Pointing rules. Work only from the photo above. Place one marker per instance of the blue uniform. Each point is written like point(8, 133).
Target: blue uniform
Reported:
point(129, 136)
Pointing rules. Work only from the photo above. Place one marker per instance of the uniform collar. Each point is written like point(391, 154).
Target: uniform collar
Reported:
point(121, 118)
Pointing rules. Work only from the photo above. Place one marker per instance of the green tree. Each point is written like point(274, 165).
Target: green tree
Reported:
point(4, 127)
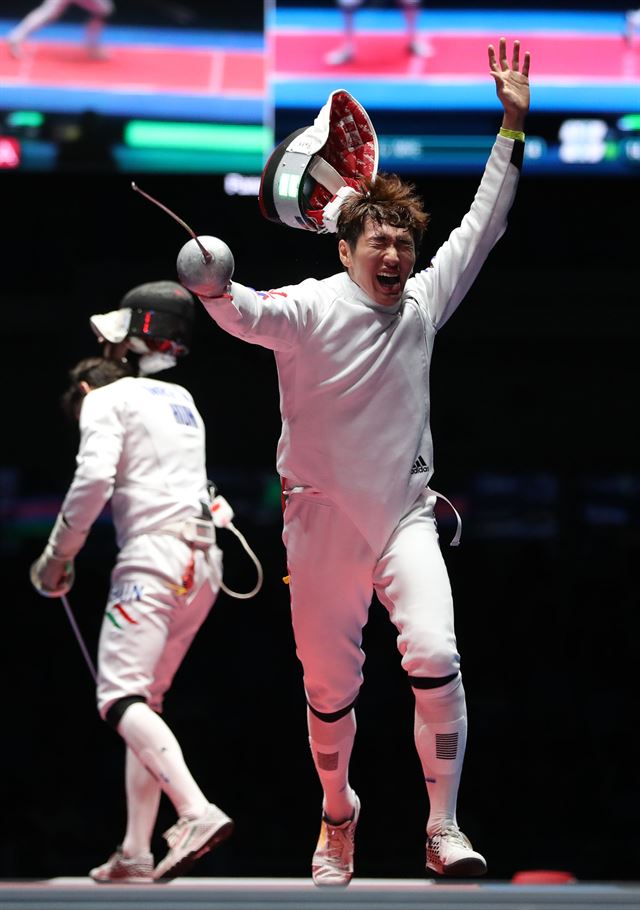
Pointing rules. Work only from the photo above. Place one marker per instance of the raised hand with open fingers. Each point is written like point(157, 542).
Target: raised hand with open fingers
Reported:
point(512, 83)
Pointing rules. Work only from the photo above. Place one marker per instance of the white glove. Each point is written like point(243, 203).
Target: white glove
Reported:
point(221, 512)
point(52, 576)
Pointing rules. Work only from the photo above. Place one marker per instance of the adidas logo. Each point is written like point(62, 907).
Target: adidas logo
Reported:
point(420, 466)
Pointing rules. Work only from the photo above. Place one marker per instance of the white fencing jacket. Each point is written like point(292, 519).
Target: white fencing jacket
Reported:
point(142, 445)
point(354, 376)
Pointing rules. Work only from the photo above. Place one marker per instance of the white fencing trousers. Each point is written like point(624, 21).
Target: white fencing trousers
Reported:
point(149, 625)
point(332, 576)
point(51, 10)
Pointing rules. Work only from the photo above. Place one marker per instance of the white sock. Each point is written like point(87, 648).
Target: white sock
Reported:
point(440, 732)
point(143, 799)
point(150, 738)
point(331, 745)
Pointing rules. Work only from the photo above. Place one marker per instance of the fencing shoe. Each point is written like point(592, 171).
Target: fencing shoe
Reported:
point(125, 870)
point(332, 862)
point(451, 853)
point(191, 838)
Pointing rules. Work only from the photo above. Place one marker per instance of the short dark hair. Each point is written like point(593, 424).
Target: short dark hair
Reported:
point(96, 372)
point(386, 200)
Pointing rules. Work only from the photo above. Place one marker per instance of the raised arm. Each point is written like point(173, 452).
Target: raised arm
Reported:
point(512, 84)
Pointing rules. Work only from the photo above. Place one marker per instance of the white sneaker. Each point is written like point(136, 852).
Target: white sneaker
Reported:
point(421, 49)
point(191, 838)
point(15, 48)
point(125, 870)
point(340, 55)
point(332, 862)
point(451, 853)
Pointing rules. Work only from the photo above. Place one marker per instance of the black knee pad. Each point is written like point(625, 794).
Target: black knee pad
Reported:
point(117, 709)
point(430, 682)
point(335, 715)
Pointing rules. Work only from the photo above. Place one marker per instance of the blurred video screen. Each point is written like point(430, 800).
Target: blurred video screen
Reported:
point(155, 85)
point(421, 72)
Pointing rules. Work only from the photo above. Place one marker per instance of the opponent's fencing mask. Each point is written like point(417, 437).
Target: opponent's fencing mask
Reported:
point(156, 318)
point(312, 171)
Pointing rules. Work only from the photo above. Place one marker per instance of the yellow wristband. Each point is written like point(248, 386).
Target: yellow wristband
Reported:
point(512, 134)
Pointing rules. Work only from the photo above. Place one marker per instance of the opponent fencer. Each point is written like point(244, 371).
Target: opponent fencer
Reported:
point(355, 453)
point(142, 446)
point(346, 51)
point(50, 11)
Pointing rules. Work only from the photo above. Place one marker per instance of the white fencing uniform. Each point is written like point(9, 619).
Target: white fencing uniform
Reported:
point(142, 446)
point(355, 453)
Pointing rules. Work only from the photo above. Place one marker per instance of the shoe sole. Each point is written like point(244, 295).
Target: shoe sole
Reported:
point(183, 865)
point(122, 881)
point(464, 868)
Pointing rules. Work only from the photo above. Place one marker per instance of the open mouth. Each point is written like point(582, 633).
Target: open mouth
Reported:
point(388, 281)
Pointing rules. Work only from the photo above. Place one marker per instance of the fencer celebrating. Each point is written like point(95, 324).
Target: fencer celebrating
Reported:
point(142, 446)
point(355, 454)
point(50, 10)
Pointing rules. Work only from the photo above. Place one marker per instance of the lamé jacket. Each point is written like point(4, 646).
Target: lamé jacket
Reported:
point(354, 376)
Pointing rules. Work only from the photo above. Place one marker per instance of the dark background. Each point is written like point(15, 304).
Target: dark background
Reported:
point(535, 404)
point(534, 392)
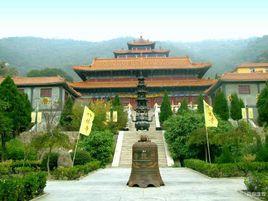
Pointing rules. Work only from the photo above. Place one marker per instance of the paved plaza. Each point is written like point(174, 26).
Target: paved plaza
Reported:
point(181, 184)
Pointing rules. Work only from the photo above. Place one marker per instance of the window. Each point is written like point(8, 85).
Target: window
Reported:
point(46, 92)
point(244, 89)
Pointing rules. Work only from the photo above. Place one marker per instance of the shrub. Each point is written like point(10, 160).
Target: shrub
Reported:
point(226, 169)
point(178, 129)
point(35, 165)
point(53, 162)
point(81, 157)
point(71, 173)
point(22, 187)
point(257, 182)
point(11, 167)
point(100, 145)
point(262, 106)
point(15, 150)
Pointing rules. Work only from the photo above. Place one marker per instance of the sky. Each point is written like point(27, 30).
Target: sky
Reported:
point(97, 20)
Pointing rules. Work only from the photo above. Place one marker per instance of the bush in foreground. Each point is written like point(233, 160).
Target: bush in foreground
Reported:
point(18, 187)
point(226, 169)
point(258, 182)
point(71, 173)
point(100, 145)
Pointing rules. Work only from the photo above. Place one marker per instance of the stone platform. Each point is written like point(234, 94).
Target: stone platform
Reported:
point(181, 184)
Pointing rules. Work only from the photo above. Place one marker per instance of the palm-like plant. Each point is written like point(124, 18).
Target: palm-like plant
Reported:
point(49, 141)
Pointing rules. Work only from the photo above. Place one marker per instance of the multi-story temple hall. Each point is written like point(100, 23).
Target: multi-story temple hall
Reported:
point(179, 76)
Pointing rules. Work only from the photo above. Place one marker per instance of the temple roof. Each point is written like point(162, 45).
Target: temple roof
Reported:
point(149, 63)
point(43, 81)
point(141, 51)
point(150, 82)
point(140, 41)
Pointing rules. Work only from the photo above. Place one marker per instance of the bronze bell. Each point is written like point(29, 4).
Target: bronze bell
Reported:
point(145, 170)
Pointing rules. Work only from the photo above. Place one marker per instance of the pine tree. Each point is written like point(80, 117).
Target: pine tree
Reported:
point(200, 106)
point(18, 106)
point(67, 114)
point(262, 106)
point(165, 109)
point(184, 106)
point(220, 106)
point(235, 109)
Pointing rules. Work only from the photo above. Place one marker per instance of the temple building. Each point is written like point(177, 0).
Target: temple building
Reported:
point(247, 80)
point(179, 76)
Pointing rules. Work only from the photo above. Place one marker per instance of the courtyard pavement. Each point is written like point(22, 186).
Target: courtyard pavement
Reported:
point(181, 184)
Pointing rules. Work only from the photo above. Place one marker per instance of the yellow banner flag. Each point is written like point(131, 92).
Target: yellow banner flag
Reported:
point(86, 123)
point(244, 113)
point(108, 116)
point(34, 118)
point(210, 119)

Requirement:
Rewrite the full listing with every "Reported" changed to "Marked points" and everything else unchanged. Leave the pictures out.

Output below:
Pointing rules. Work only from the photo above. Place one marker per instance of the blue uniform. Each point is written like point(8, 133).
Target: blue uniform
Marked points:
point(129, 136)
Pointing rules. Work only from the photo above. Place one marker per instance of the uniform collar. Each point is written like point(391, 154).
Target: uniform collar
Marked points:
point(121, 118)
Pointing rules. Work only from the photo above. Place one marker per instance of the green tree. Each point is written like point(274, 165).
Target: green tree
Marked points:
point(4, 127)
Pointing rules. Work only from the photo above. Place one marker per instance of the raised hand with open fingers. Each point is written like point(157, 542).
Target: raised hand with open fingers
Marked points:
point(512, 83)
Pointing rules. Work only from the photo above. Place one marker per instance of the white glove. Each point is written like point(243, 203).
Target: white glove
Marked points:
point(221, 512)
point(52, 576)
Pointing rules. Work only from the photo above. Place one marker per instance of the adidas logo. Each point is written like point(62, 907).
Target: adidas logo
Marked points:
point(420, 466)
Pointing rules. Work only from the photo above. Place one marker per instance of the white fencing jacket. Each point is written like point(292, 519).
Target: white fencing jacket
Marked points:
point(142, 445)
point(354, 376)
Pointing rules. Work only from the photo above. Place one marker per instance of the white fencing trousers. Each point is written like point(624, 21).
Target: white fencing trousers
Marked points:
point(149, 625)
point(332, 576)
point(51, 10)
Pointing rules. Work only from the photo above. Place one marker per instance of the white sock. Each point is written like point(87, 648).
Target: white sock
Marked points:
point(440, 732)
point(143, 799)
point(150, 738)
point(331, 745)
Pointing rules. Work only from the photo above. Place one marker per instance of the fencing shoe. Each point is written like point(592, 171).
Target: fencing shoe
Marked points:
point(125, 870)
point(332, 862)
point(451, 853)
point(191, 838)
Pointing rules. Work only from the photo above. Place one marker per instance of the short dark hair. Each point is written like point(593, 424).
Target: short dark hair
Marked points:
point(96, 372)
point(386, 200)
Pointing rules. Work only from the photo above. Place one marker per instance of the raised arm. Each point is written like point(173, 452).
Target: raised arm
Marked points:
point(512, 84)
Pointing rules. Work only from the photo above. Place one marker per instance of the white sneaker. Each point is written like point(136, 852).
Target: white sneaker
Marked points:
point(421, 49)
point(191, 838)
point(15, 48)
point(125, 870)
point(340, 55)
point(332, 862)
point(451, 853)
Pointing rules. Work only from the photo above. Place one marker per instance of the black knee pad. Each point is written like point(625, 794).
Target: black knee pad
Marked points:
point(117, 709)
point(430, 682)
point(335, 715)
Pointing rules. Work only from the photo above. Place one marker per instance of the blurred video screen. Each point is written like point(430, 800).
Target: blurred video screen
Marked points:
point(155, 85)
point(421, 72)
Pointing rules. Work only from the photo above. Place one marker per instance of the opponent's fencing mask. Each point is written like point(417, 437).
Target: opponent's fencing mask
Marked points:
point(156, 318)
point(312, 171)
Pointing rules. Work only from the photo above. Place one marker per instance of the yellow wristband. Each point is written like point(248, 386).
Target: yellow wristband
Marked points:
point(512, 134)
Pointing rules. Work only from the photo above. Place one marker per instance of the opponent fencer. Each point is written like point(244, 371).
Target: opponent fencer
Marked points:
point(355, 453)
point(142, 446)
point(346, 51)
point(50, 11)
Pointing rules. Work only from the photo above. Place one marker per instance of the white fencing uniform. Each point is written like point(9, 619).
Target: white fencing uniform
Marked points:
point(142, 446)
point(355, 453)
Pointing rules. Work only from the photo above. Place one marker per instance of the shoe sole. Each point is written like point(244, 295).
Target: shoe sole
Marked points:
point(183, 865)
point(122, 881)
point(464, 868)
Pointing rules. Work only from the photo above. Place one marker per instance of the open mouth. Each point is written like point(582, 633).
Target: open mouth
Marked points:
point(388, 281)
Pointing rules. Work only from the photo above. Place one marker per instance of the fencer celebrating. Each point is written like point(95, 324).
Target: fencer celebrating
Marked points:
point(142, 446)
point(355, 454)
point(50, 10)
Pointing rules. Work only from the photo above. Place one marker per instance of the lamé jacket. Each point is written like point(4, 646).
Target: lamé jacket
Marked points:
point(354, 376)
Pointing rules. Work only from the photo above. Place one marker per instance of the dark background. Each point is written like point(15, 304).
Target: dark background
Marked points:
point(535, 404)
point(534, 392)
Pointing rules. Work only from the photo above. Place one marker per instance of the paved plaza. Each point is written like point(174, 26).
Target: paved plaza
Marked points:
point(181, 184)
Pointing rules. Work only from the photo above. Place one marker per instance of the window. Each point is written like point(8, 85).
Target: window
Marked points:
point(46, 92)
point(244, 89)
Pointing rules. Work only from the photo above. Place one marker per instance of the shrub. Each point is written like point(10, 160).
Target: shrub
Marked points:
point(226, 169)
point(178, 129)
point(35, 165)
point(53, 162)
point(81, 157)
point(71, 173)
point(22, 187)
point(257, 182)
point(11, 167)
point(100, 145)
point(262, 106)
point(15, 150)
Pointing rules. Work only from the photo above. Place one marker per instance of the sky. Each point is written like point(27, 30).
Target: sky
Marked points:
point(97, 20)
Pointing rules. Work only from the photo above. Place one marker per instance of the bush in foreground. Each point is written like point(233, 160).
Target: bush in foreground
Marked points:
point(18, 187)
point(226, 169)
point(258, 182)
point(71, 173)
point(100, 145)
Pointing rules. Work only from the photo above. Place one marker per instance of the stone platform. Each point is written like point(234, 94).
Target: stone platform
Marked points:
point(181, 184)
Pointing rules. Work only from the photo above. Place one marker per instance of the palm-like plant. Each point is written like point(124, 18).
Target: palm-like plant
Marked points:
point(49, 141)
Pointing rules. Work only from the photo above. Place one marker per instance of the multi-story temple hall. Each point is written like point(100, 23).
Target: multi-story temple hall
Marked points:
point(179, 76)
Pointing rules. Work only from the photo above. Place one marker per instance of the temple roof. Each point is written like point(162, 45).
Target: temple roof
Marked points:
point(149, 63)
point(43, 81)
point(141, 51)
point(150, 82)
point(140, 41)
Pointing rules. Work only from the photo above. Place one marker per instance of the bronze bell. Each point is written like point(29, 4).
Target: bronze bell
Marked points:
point(145, 170)
Pointing rules. Work only from the photo above. Place one marker per instance of the pine tree. Each point is written like point(80, 117).
Target: pine tree
Marked points:
point(200, 106)
point(18, 106)
point(67, 114)
point(262, 106)
point(165, 109)
point(184, 106)
point(220, 106)
point(235, 109)
Pointing rules. Work only from the photo above. Place one marker per instance of the temple building. Each point is written like point(177, 0).
Target: temple building
Marked points:
point(247, 80)
point(179, 76)
Pointing rules. Work only from the photo above. Place one marker per instance of the courtyard pavement. Each point is written like point(22, 186).
Target: courtyard pavement
Marked points:
point(181, 184)
Pointing rules. Work only from the photo above. Place one marker per instance of the yellow banner flag. Each point is written like point(131, 92).
Target: yellow banner flag
Marked points:
point(86, 123)
point(244, 113)
point(108, 116)
point(34, 118)
point(210, 119)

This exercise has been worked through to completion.